§ **What to produce**
Write out the entries below in full, exactly as given.

Saved entries:

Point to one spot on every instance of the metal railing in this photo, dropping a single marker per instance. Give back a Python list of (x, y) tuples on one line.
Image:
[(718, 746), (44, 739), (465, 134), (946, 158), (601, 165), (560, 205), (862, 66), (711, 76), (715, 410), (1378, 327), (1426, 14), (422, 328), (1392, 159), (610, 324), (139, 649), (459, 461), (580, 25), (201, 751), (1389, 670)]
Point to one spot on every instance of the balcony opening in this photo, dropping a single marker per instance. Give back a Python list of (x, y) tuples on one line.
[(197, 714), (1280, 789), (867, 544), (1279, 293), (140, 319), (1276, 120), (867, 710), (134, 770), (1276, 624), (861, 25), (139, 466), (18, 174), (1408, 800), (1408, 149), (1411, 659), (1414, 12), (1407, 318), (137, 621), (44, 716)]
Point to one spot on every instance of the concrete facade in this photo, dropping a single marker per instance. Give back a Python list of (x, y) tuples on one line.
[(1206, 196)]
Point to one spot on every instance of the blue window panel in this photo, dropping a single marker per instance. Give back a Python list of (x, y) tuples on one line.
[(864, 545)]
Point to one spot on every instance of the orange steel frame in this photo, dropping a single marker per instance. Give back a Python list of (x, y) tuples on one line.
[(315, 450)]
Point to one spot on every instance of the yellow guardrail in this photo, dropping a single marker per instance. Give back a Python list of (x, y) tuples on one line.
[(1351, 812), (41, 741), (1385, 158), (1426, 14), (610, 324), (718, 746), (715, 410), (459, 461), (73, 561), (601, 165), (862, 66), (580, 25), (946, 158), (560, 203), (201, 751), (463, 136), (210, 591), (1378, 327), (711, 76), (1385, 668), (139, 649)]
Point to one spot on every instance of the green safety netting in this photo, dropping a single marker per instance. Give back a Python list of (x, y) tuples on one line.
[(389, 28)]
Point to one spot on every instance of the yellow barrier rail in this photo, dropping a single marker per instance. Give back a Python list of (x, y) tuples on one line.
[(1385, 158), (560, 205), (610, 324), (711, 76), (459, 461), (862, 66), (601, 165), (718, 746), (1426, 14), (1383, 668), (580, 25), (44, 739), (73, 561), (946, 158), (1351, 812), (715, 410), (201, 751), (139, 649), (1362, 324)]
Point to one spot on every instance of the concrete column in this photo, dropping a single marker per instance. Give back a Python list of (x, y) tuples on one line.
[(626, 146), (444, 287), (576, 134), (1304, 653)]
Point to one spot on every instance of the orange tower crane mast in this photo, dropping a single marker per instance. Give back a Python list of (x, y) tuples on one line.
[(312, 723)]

§ **Result below**
Point to one spot on every instance of the metal railing in this photo, dropping a single marker per instance. Give back a Python list of (x, y) tuples on one line.
Image:
[(718, 746), (44, 739), (465, 134), (946, 158), (601, 165), (560, 205), (862, 66), (711, 76), (715, 410), (1378, 327), (1426, 14), (422, 328), (1392, 159), (610, 324), (139, 649), (459, 461), (580, 25), (201, 751), (1389, 670)]
Point to one spot on every instance of the balcony opening in this photo, dropping a single marker per instance. Give back a Python list of (x, y) tuples on one line.
[(197, 714), (1280, 789), (867, 544), (1279, 293), (140, 319), (1276, 120), (867, 710), (134, 770), (1276, 624), (861, 25), (139, 466), (18, 174), (1408, 800), (1408, 149), (1411, 659), (1414, 12), (1407, 318), (137, 621), (44, 716)]
Point to one spot on every instance of the concrete facade in this photo, dropping a single marker per instance. Give back a Python list of (x, y) tuples on one line.
[(1206, 196)]
Point to one spot on every instance of the blue window panel in this photo, dropping a single marker per instance. Give back a Python list of (x, y) tuples on one line.
[(864, 545)]
Point to one spot on every instance of the orange steel frame in this photo, dropping a single marker per instance. Give back a Python list of (x, y) tuples on one line.
[(315, 450)]
Point to one spot on every instance of the yellow guardrail in this photo, dropping a single marker per instance. Give back a Python list of (x, y) tuples on one line.
[(1351, 812), (41, 741), (1385, 158), (1426, 14), (610, 324), (718, 746), (715, 410), (459, 461), (73, 561), (601, 165), (862, 66), (580, 25), (946, 158), (560, 203), (201, 751), (463, 136), (210, 591), (1378, 327), (711, 76), (1385, 668), (139, 649)]
Point to one spot on every instance of the green safety netting in this photo, dropping a single marker per instance. Give back a Python list of (x, y) tuples on one line.
[(389, 28)]
Point to one spot on every instance of the yellow barrier rail in this photo, dropping a single marker per instance. Give back a Python list of (x, y) tuples on one line.
[(1385, 158), (560, 205), (610, 324), (711, 76), (459, 461), (862, 66), (601, 165), (718, 746), (1426, 14), (1383, 668), (580, 25), (44, 739), (73, 561), (946, 158), (1351, 812), (715, 410), (201, 751), (139, 649), (1362, 324)]
Point to one spot on every instance of the concrete column in this photo, dropping a single marker per instance. Give back a Python list of (x, y) tuples on one line.
[(626, 146), (444, 287), (576, 134), (1304, 653)]
Point to one spot on every instance of the orange tower crane mast in this photo, dropping a single marker per instance. Give back a Python list of (x, y) tuples on one line.
[(312, 723)]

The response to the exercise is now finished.